§ Exercise
Copy out the entries below precisely; nothing is to be omitted.

§ Given data
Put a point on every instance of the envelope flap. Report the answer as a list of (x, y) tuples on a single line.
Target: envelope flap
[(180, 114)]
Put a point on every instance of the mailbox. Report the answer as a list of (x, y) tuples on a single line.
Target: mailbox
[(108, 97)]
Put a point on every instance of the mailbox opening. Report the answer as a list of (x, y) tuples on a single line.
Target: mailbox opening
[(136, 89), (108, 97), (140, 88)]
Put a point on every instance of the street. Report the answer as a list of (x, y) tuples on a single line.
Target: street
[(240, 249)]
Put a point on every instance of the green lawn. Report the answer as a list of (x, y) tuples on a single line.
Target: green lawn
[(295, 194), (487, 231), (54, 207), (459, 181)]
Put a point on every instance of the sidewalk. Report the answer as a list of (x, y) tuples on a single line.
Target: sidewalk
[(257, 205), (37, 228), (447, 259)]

§ Task solution
Put a point on every instance of the envelope flap. Report the answer as a list of (x, y) tuples on a single line.
Target: envelope flap
[(180, 114)]
Put a point on every instance of the mailbox. Report the answer as a list of (x, y) tuples on a single line.
Target: mailbox
[(108, 97)]
Put a point on every instance of the mailbox opening. Report the answer as a list of (x, y) tuples on a single line.
Target: mailbox opening
[(136, 89), (108, 97), (140, 88)]
Put a point on every instance of the street. Report the answer as a list of (x, y) tuples on a single line.
Target: street
[(240, 249)]
Put a point on every instance of the green lawn. Report the answer as a list of (x, y) tuples on a single line.
Target: green lawn
[(295, 194), (487, 231), (54, 207), (459, 181)]
Put a point on every instance of the sidewalk. Report the answer as a list of (x, y) tuples on a single line.
Target: sidewalk
[(257, 205), (37, 228), (447, 259)]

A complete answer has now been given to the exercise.